** Begin DATA SHOWN **

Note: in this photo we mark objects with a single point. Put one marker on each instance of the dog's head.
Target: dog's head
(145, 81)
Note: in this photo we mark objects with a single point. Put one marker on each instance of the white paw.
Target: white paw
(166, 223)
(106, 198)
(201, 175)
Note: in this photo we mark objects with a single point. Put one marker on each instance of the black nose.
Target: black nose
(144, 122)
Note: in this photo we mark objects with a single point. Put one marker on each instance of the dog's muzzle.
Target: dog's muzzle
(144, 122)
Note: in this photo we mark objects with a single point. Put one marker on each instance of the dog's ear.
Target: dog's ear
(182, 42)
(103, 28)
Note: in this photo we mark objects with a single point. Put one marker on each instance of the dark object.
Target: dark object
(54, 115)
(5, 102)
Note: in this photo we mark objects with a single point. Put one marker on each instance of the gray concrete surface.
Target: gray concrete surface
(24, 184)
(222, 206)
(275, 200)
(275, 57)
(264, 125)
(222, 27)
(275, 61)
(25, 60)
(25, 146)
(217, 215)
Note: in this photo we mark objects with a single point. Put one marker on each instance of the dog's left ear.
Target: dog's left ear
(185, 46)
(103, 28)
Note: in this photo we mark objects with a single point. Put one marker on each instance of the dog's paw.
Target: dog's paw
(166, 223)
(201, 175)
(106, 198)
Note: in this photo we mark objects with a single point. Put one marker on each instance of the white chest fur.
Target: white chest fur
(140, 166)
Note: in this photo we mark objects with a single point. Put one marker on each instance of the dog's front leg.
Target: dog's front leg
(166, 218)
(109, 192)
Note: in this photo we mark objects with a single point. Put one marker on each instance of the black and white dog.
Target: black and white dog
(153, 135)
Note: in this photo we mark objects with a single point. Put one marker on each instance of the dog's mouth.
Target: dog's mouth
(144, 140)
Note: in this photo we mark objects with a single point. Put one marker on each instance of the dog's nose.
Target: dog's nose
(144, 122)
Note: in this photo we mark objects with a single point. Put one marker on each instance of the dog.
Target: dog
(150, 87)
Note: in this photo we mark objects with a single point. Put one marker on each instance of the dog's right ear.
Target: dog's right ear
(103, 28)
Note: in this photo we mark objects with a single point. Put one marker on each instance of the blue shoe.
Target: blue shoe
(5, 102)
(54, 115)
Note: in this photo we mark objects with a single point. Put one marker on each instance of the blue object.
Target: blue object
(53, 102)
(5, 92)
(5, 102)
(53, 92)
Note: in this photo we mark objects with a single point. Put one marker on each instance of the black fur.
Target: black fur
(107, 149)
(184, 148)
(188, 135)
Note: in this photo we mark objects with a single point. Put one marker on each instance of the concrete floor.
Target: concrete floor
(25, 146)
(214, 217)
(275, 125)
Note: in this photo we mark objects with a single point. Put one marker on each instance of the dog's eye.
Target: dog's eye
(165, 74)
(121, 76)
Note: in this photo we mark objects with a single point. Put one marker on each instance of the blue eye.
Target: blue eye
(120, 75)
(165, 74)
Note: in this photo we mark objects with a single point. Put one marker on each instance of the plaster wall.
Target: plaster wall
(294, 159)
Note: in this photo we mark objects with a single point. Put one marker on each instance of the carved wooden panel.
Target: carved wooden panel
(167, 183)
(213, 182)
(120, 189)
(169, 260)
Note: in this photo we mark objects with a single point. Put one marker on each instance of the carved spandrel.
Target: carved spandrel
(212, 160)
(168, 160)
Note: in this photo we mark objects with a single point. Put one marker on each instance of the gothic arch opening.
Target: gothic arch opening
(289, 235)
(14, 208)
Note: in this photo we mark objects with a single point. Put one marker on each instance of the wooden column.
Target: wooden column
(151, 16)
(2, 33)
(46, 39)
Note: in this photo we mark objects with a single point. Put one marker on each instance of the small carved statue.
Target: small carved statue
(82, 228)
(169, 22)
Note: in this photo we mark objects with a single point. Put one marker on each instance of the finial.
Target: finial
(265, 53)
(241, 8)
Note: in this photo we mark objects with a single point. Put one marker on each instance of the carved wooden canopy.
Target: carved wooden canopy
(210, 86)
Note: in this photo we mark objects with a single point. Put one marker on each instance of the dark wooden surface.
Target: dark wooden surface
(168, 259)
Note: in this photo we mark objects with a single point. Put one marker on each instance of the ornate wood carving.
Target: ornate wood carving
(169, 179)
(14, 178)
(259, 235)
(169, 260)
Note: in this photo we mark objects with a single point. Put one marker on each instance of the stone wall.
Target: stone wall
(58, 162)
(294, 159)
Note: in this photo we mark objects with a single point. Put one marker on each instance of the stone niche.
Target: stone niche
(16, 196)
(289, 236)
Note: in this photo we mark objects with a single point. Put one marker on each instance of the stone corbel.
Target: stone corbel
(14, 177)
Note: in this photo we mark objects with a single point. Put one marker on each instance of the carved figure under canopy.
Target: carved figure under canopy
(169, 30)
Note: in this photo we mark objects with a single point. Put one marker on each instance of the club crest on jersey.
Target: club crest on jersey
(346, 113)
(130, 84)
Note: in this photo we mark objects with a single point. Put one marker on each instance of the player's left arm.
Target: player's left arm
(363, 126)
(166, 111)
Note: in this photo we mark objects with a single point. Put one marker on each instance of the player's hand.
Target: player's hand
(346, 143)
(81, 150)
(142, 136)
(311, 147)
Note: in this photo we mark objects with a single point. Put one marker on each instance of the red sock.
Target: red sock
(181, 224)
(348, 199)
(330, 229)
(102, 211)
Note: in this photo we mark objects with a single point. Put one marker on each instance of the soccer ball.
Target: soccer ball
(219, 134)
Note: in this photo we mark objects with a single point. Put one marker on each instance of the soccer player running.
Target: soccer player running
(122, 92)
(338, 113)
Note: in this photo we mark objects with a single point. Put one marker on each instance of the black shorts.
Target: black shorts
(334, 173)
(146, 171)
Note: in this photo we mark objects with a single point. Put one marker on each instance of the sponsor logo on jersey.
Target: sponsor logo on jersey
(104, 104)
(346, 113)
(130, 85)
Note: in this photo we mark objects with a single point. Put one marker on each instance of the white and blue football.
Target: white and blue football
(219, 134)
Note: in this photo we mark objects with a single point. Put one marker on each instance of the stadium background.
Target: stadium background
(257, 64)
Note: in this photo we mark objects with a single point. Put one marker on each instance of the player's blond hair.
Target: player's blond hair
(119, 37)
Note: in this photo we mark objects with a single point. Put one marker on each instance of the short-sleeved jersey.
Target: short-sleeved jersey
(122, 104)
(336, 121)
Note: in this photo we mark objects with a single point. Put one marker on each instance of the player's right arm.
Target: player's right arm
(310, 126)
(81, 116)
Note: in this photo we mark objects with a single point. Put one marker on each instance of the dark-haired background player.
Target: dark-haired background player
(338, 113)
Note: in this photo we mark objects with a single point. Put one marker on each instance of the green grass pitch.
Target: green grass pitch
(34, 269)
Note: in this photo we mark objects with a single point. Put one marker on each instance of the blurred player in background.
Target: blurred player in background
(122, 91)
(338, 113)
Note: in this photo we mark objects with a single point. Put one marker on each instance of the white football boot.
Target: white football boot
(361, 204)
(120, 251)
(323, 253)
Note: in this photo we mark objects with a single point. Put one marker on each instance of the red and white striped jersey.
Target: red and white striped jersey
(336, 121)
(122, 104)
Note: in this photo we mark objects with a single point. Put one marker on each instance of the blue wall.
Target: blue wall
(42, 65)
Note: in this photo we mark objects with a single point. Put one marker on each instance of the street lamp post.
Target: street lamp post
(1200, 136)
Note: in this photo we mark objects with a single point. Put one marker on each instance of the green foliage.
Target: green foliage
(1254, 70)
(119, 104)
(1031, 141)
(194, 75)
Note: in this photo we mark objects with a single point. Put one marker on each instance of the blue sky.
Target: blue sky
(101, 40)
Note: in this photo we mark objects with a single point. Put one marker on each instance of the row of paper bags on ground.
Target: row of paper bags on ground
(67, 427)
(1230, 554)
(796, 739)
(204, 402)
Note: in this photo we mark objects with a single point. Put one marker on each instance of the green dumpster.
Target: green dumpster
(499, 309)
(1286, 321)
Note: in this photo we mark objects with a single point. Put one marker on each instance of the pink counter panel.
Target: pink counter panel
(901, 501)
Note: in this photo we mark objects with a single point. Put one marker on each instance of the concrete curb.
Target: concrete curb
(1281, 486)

** End DATA SHOWN **

_INSTRUCTIONS TO FOLLOW_. Return exactly the lines from the line bearing "white striped jersey." to the end of the records, inclusive of both; include no other lines.

_ANSWER TO THE EXERCISE_.
Note: in this photo we mark objects with a single point. Put one marker on each instance of the red and white striped jersey.
Target: red and white striped jersey
(336, 121)
(122, 104)
Note: in this photo we mark objects with a single point. Put one marker on each instance of the blue wall.
Target: blue wall
(42, 65)
Note: in this photo we mark objects with a single point. Put one marker on each instance of the street lamp post.
Target: street lamp post
(1200, 136)
Note: in this photo we mark objects with a single point. Put one marker on each instance of the green foliage.
Target: green foliage
(1254, 70)
(119, 104)
(1031, 141)
(194, 75)
Note: in this photo we mark objects with a single point. Put one marker on each instance of the blue sky.
Target: blue sky
(101, 40)
Note: in this photo we mark objects with a single point. Put one marker on each instance of the row of paper bags on ground.
Target: row of paper bags on ground
(67, 427)
(1230, 554)
(796, 739)
(204, 402)
Note: in this photo we mark objects with a single point. Put one marker on each instance of the green dumpster.
Target: green dumpster
(499, 309)
(1286, 321)
Note: in this photo we mark objects with a single point. Put one marker on each instance of the pink counter panel.
Target: pink counter panel
(901, 501)
Note: in this photo we mark objects with a single point. Put one marker on each instance of the concrete curb.
Target: concrete curb
(1281, 486)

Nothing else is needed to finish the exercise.